Vette pudding met veel suiker
De onderzoekers van het Duitse Max Planck Instituut en het Amerikaanse Yale wilden in de praktijk testen of ons brein werkelijk leert om vet- en suikerrijk voedsel te herkennen en ons zo onbewust in de toekomst aanzet om meer van dit ongezonde eten naar binnen te werken. Ze zetten een experimentele studie op, waarin twee groepen deelnemers acht weken lang dagelijks een kleine pudding als aanvulling op hun normale eetpatroon voorgezet kregen. Bij de ene groep bestond de pudding uit veel suiker en veel vetten, bij de andere groep zat er weinig vet in de pudding. De beide puddingen bevatten evenveel calorieën.

__Uit te voeren opdrachten__
**a.** Hoe lang kregen de deelnemers volgens het tekstfragment over het puddingexperiment dagelijks een kleine pudding voorgezet?
**b.** Ga verder met het tekstfragment over het puddingexperiment na de laatste zin.

Lokalisatiegegevens met één punt per instantie
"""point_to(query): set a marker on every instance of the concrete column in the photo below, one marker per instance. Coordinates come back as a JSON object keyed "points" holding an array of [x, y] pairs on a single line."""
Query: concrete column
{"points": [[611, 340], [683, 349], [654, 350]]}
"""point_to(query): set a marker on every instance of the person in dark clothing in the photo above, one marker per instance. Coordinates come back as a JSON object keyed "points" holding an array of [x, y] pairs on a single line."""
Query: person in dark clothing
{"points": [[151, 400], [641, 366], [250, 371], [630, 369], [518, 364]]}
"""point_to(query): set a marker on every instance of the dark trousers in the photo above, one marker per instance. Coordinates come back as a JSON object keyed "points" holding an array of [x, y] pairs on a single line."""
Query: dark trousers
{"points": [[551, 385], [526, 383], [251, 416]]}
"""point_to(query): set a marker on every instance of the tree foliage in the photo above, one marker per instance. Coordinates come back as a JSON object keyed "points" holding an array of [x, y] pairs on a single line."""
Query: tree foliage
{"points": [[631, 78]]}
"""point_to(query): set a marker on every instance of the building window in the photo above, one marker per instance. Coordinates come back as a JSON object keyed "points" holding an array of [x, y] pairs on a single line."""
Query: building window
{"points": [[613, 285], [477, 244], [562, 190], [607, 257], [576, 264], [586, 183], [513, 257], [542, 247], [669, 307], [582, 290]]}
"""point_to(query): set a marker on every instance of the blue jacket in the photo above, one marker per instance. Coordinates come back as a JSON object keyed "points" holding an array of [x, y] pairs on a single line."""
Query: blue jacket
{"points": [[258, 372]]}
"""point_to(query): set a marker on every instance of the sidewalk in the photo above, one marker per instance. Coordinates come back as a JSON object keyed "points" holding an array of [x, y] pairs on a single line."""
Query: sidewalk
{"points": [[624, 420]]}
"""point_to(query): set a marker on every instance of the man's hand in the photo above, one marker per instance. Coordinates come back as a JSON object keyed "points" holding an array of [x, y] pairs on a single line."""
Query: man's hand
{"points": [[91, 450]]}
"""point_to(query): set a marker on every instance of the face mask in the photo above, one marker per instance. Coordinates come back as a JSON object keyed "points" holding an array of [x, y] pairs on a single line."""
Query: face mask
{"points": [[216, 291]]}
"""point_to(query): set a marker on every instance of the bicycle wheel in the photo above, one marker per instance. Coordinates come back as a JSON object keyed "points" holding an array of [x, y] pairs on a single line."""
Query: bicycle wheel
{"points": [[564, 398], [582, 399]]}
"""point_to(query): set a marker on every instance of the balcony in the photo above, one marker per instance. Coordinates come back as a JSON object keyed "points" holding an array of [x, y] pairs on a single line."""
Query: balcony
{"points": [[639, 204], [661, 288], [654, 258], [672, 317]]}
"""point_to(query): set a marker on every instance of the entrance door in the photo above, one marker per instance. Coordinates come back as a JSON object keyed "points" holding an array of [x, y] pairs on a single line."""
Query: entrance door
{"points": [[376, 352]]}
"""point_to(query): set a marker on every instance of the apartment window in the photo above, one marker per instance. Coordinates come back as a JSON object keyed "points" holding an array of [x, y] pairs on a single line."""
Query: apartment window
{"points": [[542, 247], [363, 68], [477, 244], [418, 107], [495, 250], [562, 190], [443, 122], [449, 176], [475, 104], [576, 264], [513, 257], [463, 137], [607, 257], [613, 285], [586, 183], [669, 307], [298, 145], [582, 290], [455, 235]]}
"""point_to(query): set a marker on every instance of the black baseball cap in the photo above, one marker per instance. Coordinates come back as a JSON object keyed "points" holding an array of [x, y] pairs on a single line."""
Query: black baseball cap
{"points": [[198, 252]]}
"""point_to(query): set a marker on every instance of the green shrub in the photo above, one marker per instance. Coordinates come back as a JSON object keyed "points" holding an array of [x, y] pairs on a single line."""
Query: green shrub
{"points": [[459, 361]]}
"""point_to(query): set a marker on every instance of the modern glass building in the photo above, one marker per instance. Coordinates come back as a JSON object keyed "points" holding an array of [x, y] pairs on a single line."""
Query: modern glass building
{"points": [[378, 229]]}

__Antwoorden per opdracht__
**a.** Acht weken lang.

**b.**
Meer dopamine
De beloningsreactie in de hersenen van de groep die de vet- en suikerrijke pudding at, was na acht weken sterk toegenomen. Vooral het dopaminesysteem, het hersengedeelte verantwoordelijk voor motivatie en beloning, bleek extra actief. De proefpersonen in de testgroep waren niet méér aangekomen dan de controlegroep. Ook kon het team geen verschil vinden in bloedwaardes zoals de bloedsuikerspiegel of cholesterolwaardes. Toch denkt Tittgemeyer dat de voorkeur voor suiker- en vetrijk voedsel na de studie nog voortduurt bij de deelnemers. “Er zijn nieuwe connecties gemaakt in het brein en die verdwijnen niet zo snel. Uiteindelijk is het hele idee van iets nieuws leren, dat je het daarna niet snel meer vergeet.”
Jagers en verzamelaars
Dit neurale systeem ontwikkelde zich in een tijd dat we elke calorie die we konden vinden nog wel eens hard nodig zouden kunnen hebben in de toekomst. Maar nu doet deze beloningsreactie de Westerse mens meer kwaad dan goed. “Ons hersennetwerk evolueerde de afgelopen honderdduizenden jaren, terwijl het voedsel schaars was. De mens was jager en verzamelaar, het kostte veel tijd en moeite om je kostje bij elkaar te zoeken. Het was niet vanzelfsprekend dat er dagelijks voldoende te eten was.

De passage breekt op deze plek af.